Goals =>
1. According to the passage below on the Modern Art Week, why were the artists booed and pelted by the audience? Answer in one to three sentences.
2. Continue the passage below on the Modern Art Week from its last sentence.

[Begin Given text]

The Modern Art Week () was an arts festival in São Paulo, Brazil, that ran from February 10 to February 17, 1922.  Historically, the Week marked the start of Brazilian Modernism; though a number of individual Brazilian artists were doing modernist work before the week, it coalesced and defined the movement and introduced it to Brazilian society at large. For Brazil, it was as important as the International Exhibition of Modern Art (also known as the Armory Show), held in New York City in 1913, which became a legendary watershed date in the history of American art.

The Week took place at the Municipal Theater in São Paulo, and included plastic arts exhibitions, lectures, concerts, and reading of poems.  In its breadth it differed significantly from the Armory Show, with which it is often compared, but which featured only visual art.  It was organized chiefly by painter Emiliano Di Cavalcanti and poet Mário de Andrade, in an attempt to bring to a head a long-running conflict between the young modernists and the cultural establishment, headed by the Brazilian Academy of Letters, which adhered strictly to academicism. The event was controversial at best and divisive at worst, with one member of the Academy, Graça Aranha, ostracized for attending. He had opened the week with a conference titled "The aesthetic emotion in modern art". Due to the radicalism (for the times) of some of their poems and music, the artists were vigorously booed and pelted by the audience, and the press and art critics in general were strong in their condemnation (such as in a famous episode by editor, writer and art critic Monteiro Lobato).

[End Given text]
[Begin Entries]

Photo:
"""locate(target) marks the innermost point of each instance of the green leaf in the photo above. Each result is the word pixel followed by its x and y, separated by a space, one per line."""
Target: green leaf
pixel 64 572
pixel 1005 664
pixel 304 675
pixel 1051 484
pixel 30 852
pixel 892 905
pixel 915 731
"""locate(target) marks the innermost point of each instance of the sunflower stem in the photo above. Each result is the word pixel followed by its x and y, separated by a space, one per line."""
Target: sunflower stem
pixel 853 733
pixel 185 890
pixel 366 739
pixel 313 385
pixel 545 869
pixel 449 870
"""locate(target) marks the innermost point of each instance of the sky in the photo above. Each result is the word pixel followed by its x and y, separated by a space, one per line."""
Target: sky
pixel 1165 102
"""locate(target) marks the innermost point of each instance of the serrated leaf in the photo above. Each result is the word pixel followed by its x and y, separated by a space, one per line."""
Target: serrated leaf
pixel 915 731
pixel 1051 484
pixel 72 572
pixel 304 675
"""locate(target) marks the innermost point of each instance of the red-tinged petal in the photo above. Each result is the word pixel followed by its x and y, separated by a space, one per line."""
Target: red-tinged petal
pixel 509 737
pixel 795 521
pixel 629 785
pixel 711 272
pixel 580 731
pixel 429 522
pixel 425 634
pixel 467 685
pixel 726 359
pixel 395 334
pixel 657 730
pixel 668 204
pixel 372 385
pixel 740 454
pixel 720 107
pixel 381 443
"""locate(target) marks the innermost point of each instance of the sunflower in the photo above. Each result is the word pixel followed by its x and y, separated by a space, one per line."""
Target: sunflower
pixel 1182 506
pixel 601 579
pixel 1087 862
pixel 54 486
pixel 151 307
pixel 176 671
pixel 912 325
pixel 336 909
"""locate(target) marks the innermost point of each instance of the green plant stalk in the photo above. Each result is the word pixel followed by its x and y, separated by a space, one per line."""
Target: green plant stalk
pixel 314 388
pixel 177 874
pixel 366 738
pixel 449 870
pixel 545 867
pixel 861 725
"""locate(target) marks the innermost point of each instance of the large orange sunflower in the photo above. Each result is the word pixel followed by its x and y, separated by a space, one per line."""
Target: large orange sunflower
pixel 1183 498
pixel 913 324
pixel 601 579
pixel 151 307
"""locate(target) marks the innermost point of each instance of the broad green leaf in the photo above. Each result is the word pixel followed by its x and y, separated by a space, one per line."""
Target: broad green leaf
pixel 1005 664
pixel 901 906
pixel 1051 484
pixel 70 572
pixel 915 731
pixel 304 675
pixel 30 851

[End Entries]

Answers to the exercise =>
1. The audience booed and pelted the artists because some of their poems and music were radical for the times.

2.
The group that took part in the Week, contrary to their initial intentions, did not remain a unified movement.  A number of separate groups split off, and the original core members had separated by 1929.  Two divisions predominated: the Anthropophagics (cannibalists), led by Oswald de Andrade, wanted to make use of the influence of European and American artists but freely create their own art out of the regurgitations of what they had taken from abroad (thus the term anthropophagy: they would "eat" all influences, digest it, and throw out new things).  The Nationalists wanted no foreign influences, and sought a "purely Brazilian" form of art. This group was led by writer Plínio Salgado, who later became a fascist political leader (Brazilian Integralism) and was arrested by dictator Getúlio Vargas after a failed coup.

Before the events leading up to 1922, São Paulo was a prosperous but relatively culturally unimportant city.  However, the Week established São Paulo as the seat of the new modernist movement, against the far more culturally conservative Rio de Janeiro.

Participants

Painters
Anita Malfatti
Emiliano Di Cavalcanti
Zina Aita
Vicente do Rego Monteiro
Ferrignac (Ignácio da Costa Ferreira)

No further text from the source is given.